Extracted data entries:
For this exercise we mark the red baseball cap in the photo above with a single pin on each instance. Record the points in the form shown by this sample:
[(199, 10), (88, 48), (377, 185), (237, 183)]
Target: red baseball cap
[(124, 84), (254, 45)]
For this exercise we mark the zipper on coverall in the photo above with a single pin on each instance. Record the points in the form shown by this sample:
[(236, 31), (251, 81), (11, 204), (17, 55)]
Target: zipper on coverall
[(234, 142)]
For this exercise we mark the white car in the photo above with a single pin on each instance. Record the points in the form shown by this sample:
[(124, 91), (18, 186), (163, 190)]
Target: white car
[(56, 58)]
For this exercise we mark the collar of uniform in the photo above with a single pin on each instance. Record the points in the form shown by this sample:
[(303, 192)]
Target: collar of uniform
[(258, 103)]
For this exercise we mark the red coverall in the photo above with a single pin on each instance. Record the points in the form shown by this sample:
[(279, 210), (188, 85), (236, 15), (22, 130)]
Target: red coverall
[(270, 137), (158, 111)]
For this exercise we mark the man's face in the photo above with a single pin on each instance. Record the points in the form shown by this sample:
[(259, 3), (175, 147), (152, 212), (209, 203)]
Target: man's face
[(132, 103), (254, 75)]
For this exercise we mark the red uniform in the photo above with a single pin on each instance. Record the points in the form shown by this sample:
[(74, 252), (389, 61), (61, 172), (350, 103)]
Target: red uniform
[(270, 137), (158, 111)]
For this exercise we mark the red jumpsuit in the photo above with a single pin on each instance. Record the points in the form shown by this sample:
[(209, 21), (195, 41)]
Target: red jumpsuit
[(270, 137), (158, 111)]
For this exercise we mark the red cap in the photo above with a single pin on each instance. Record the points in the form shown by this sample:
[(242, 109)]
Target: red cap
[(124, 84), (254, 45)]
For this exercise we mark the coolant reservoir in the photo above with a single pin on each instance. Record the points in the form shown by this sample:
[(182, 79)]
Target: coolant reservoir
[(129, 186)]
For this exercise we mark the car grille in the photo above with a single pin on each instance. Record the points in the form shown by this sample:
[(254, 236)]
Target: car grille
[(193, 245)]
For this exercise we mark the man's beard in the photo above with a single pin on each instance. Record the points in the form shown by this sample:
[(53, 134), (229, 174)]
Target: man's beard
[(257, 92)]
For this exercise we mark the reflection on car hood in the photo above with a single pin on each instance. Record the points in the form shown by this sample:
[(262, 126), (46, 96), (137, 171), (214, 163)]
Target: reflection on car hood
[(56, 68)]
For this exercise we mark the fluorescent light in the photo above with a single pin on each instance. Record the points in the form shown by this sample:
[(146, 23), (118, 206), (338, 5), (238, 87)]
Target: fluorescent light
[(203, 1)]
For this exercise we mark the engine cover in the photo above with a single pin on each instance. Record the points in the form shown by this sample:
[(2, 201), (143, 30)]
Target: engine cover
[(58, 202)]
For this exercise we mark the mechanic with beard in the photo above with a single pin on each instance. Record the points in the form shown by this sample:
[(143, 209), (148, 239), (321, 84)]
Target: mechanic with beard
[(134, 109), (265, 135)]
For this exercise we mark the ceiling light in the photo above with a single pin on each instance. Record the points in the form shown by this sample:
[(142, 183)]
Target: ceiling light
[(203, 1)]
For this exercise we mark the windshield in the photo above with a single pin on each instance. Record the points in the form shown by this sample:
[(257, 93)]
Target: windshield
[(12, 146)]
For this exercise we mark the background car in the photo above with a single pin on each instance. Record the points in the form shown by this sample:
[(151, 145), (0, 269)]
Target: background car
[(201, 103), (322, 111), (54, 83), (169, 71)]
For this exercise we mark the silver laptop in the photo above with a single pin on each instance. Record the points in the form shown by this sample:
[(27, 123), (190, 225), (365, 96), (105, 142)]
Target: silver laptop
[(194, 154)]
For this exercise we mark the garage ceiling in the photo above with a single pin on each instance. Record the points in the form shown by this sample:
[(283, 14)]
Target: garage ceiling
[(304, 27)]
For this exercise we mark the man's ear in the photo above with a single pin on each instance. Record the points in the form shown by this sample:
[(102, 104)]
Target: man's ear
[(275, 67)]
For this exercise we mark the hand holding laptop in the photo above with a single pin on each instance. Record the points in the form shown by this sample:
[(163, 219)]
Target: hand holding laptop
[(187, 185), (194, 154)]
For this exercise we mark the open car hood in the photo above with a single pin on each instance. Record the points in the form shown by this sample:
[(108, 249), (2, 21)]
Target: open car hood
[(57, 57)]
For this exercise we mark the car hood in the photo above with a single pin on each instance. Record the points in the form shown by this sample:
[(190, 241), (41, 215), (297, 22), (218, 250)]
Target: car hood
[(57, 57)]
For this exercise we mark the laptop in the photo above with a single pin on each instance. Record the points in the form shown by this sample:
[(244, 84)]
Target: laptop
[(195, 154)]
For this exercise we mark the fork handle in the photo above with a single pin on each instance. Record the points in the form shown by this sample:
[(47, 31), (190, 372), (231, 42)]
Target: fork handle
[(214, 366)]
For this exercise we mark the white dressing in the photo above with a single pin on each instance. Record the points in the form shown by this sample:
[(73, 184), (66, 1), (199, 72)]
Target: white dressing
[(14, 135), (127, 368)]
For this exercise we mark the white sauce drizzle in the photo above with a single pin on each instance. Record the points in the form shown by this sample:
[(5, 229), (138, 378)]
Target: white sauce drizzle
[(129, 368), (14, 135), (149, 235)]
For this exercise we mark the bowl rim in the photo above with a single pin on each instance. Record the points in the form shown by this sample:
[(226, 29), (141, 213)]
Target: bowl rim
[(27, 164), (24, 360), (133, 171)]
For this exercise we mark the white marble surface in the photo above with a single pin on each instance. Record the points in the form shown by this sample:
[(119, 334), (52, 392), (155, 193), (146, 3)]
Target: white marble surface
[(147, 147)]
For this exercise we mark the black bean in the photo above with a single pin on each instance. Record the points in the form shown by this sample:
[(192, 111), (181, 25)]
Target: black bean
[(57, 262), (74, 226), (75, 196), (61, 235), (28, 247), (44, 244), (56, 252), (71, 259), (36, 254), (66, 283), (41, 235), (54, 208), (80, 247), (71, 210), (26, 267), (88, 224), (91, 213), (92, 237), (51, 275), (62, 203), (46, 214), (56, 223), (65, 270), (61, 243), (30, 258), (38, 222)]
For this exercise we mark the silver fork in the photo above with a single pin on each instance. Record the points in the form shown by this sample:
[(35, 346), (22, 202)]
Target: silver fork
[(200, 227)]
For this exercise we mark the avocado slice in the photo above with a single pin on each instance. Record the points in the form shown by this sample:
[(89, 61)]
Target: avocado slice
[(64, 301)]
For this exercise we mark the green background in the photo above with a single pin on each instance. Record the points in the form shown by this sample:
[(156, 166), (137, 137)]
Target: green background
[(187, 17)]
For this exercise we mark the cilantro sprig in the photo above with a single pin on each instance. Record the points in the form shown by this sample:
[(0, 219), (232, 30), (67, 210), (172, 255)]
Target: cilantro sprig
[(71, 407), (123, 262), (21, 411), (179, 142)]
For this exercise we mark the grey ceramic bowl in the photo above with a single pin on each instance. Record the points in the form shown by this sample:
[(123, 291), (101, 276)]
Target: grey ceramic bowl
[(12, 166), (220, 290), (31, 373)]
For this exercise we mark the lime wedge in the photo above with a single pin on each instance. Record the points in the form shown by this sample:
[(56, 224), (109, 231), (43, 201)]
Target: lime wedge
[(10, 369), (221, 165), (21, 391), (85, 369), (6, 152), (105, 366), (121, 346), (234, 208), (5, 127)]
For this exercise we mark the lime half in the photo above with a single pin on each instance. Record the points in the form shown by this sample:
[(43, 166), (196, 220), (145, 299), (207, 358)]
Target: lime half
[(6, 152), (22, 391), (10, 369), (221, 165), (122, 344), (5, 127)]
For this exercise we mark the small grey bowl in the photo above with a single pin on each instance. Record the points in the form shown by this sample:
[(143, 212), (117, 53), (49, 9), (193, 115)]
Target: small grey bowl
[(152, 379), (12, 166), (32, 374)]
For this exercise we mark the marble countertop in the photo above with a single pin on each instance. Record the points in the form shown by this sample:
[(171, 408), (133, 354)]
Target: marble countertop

Exercise
Copy out the entries above verbatim, only the part that opens with the line containing "For this exercise we mark the green" and closes with the line containing "[(71, 407), (123, 262), (21, 411), (179, 142)]", both lines included.

Result
For this exercise we mark the green background in the photo above with a single pin on each instance. Record the points in the form shown by this sample:
[(156, 166), (137, 137)]
Target: green background
[(187, 17)]
For this exercise we mark the cilantro sprig in the photo above with a single pin on each instance. Record the points in the form shown by this sample:
[(0, 219), (232, 30), (67, 210), (172, 255)]
Target: cilantro sprig
[(71, 407), (123, 262), (21, 411), (179, 142)]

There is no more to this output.